## What the exercise asks:
Start with the line that holds "If you could tag the police". Please copy it and each remaining line below exactly, leaving pictures out.

Stored data entries:
_ _ _

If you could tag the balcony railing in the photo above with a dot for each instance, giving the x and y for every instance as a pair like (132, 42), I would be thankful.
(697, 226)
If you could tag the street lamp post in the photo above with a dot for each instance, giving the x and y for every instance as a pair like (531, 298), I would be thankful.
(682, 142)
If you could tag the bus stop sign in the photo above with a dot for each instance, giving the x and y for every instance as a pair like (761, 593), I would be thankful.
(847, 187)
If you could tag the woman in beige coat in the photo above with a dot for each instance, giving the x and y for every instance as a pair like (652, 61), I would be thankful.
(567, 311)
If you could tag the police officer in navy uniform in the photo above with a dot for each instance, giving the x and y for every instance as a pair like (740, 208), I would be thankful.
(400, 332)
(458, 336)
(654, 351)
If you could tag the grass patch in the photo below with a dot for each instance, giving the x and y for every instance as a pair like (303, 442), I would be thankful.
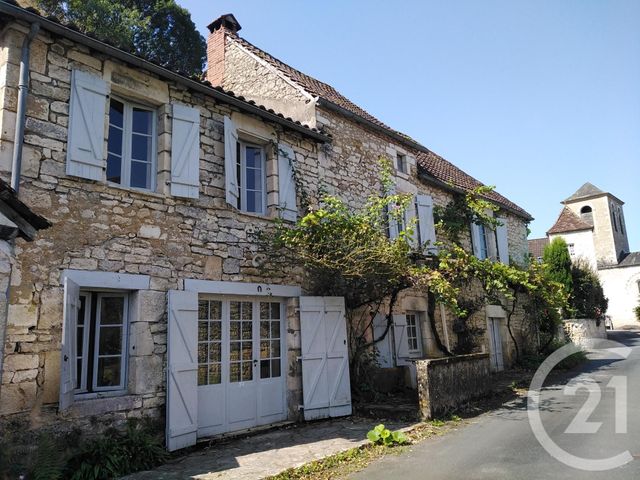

_ _ _

## Written response:
If you could tag the police officer in navy uniform in the photo above with a dot for each instance, giving the x and y for every instance as a pair like (740, 208), I would be thankful.
(400, 332)
(458, 336)
(654, 351)
If you could tag the grass patch in the photo below with a dot for each instance, giving the x and y for every instance as a pair like (303, 442), I would be thankful.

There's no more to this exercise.